RAW DATA Start Marker
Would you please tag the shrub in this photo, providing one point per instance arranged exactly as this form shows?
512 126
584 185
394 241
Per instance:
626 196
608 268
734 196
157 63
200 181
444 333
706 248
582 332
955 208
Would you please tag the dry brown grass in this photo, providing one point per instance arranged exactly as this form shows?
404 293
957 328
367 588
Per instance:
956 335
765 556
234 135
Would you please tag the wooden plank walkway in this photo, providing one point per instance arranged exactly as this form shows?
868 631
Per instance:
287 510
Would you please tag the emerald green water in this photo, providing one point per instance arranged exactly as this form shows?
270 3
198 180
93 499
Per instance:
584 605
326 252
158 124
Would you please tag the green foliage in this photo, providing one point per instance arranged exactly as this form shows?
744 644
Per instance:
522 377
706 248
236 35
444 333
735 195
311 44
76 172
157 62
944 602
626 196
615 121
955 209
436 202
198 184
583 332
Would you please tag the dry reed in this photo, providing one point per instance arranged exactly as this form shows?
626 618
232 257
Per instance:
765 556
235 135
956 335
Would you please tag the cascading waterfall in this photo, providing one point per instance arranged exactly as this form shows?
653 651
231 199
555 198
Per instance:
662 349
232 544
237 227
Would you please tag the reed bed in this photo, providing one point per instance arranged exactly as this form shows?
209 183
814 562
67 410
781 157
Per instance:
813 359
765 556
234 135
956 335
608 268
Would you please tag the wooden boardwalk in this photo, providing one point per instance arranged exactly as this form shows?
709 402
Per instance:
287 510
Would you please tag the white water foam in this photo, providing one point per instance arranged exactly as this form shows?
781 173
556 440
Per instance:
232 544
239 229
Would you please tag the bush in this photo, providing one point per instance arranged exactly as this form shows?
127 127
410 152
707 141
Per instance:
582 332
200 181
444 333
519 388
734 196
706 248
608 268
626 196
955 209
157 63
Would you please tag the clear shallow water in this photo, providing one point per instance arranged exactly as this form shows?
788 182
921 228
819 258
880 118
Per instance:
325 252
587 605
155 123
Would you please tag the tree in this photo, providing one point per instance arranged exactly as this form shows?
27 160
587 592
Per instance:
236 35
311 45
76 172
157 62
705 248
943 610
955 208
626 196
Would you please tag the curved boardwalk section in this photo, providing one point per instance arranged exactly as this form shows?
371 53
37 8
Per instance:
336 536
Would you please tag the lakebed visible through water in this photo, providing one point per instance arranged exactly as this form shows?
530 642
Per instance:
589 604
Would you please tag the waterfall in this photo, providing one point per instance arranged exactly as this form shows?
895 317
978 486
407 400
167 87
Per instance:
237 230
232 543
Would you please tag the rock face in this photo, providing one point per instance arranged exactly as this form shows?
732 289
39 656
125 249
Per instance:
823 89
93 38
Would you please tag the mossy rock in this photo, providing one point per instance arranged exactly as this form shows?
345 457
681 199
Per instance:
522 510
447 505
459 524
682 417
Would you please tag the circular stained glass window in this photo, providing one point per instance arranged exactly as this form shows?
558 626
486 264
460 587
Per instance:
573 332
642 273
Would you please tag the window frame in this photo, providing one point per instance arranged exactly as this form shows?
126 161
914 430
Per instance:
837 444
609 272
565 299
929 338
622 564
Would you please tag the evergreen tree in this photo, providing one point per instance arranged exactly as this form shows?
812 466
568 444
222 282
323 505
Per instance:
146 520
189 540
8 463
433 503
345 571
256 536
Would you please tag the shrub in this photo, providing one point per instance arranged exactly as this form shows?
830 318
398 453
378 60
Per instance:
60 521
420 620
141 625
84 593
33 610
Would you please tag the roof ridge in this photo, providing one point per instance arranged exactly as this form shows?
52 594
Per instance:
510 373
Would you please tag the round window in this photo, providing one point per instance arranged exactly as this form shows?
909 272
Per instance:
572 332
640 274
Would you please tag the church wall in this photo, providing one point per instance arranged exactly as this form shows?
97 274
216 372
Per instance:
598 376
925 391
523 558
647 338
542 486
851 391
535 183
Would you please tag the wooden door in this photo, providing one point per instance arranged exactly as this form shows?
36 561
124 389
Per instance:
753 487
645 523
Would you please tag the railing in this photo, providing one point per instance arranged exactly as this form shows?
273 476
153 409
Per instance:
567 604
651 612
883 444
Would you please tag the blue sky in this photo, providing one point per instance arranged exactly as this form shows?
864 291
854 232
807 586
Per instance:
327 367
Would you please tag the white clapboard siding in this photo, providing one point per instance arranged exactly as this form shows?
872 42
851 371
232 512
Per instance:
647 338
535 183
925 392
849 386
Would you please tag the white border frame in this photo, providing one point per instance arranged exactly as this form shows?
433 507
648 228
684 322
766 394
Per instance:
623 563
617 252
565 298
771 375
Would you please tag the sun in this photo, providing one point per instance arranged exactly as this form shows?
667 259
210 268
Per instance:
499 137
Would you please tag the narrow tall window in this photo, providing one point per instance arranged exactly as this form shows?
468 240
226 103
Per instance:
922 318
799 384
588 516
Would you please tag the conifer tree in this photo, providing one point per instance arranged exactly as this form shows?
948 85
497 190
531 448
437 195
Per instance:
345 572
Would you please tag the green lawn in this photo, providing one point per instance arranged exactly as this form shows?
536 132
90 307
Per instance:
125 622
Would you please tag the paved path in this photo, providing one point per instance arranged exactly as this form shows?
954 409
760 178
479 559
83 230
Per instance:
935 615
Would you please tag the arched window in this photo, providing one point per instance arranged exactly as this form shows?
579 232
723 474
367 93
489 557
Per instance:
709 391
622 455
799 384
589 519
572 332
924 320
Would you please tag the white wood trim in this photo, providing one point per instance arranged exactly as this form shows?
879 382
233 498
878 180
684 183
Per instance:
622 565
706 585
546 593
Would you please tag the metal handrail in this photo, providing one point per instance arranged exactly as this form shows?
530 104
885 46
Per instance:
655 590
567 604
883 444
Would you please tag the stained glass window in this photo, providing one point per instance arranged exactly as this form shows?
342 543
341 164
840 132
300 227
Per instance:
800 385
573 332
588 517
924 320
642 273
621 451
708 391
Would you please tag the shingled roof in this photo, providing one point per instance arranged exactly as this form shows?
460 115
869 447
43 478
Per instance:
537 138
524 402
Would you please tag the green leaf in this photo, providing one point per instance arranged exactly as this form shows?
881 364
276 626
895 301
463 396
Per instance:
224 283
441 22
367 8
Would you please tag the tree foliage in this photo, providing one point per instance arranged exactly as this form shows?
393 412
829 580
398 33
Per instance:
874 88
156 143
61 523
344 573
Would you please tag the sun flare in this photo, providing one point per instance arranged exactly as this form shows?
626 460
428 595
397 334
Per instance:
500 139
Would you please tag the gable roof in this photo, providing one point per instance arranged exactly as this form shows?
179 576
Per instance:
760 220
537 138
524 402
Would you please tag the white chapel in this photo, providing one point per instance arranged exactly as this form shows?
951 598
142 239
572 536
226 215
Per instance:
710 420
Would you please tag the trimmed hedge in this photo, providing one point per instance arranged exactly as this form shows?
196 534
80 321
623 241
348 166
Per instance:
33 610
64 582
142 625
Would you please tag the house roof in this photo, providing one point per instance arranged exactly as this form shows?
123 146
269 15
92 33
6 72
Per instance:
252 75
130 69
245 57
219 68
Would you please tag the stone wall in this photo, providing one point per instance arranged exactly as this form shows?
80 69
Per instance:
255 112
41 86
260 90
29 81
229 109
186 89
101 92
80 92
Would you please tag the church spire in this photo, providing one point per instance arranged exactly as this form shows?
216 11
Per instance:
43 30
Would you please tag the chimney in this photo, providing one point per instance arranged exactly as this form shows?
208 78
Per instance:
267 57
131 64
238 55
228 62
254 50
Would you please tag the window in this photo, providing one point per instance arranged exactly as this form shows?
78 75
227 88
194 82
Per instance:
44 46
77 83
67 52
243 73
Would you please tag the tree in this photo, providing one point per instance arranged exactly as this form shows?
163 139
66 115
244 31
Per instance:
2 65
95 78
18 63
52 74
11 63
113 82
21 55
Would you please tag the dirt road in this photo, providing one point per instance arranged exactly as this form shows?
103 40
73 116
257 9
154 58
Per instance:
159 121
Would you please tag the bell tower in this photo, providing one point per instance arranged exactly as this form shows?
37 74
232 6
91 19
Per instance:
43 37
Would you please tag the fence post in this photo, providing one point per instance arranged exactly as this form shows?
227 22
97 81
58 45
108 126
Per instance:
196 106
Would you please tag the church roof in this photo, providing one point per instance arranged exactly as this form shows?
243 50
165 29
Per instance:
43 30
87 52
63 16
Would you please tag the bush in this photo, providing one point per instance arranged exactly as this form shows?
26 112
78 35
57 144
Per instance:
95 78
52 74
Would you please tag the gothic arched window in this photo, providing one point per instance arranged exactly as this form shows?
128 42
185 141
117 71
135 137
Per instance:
RAW DATA End Marker
* **PROBLEM**
Above are the records; report how many of their lines hold the string "rock", with no other words.

* **WRITTEN SOLUTION**
2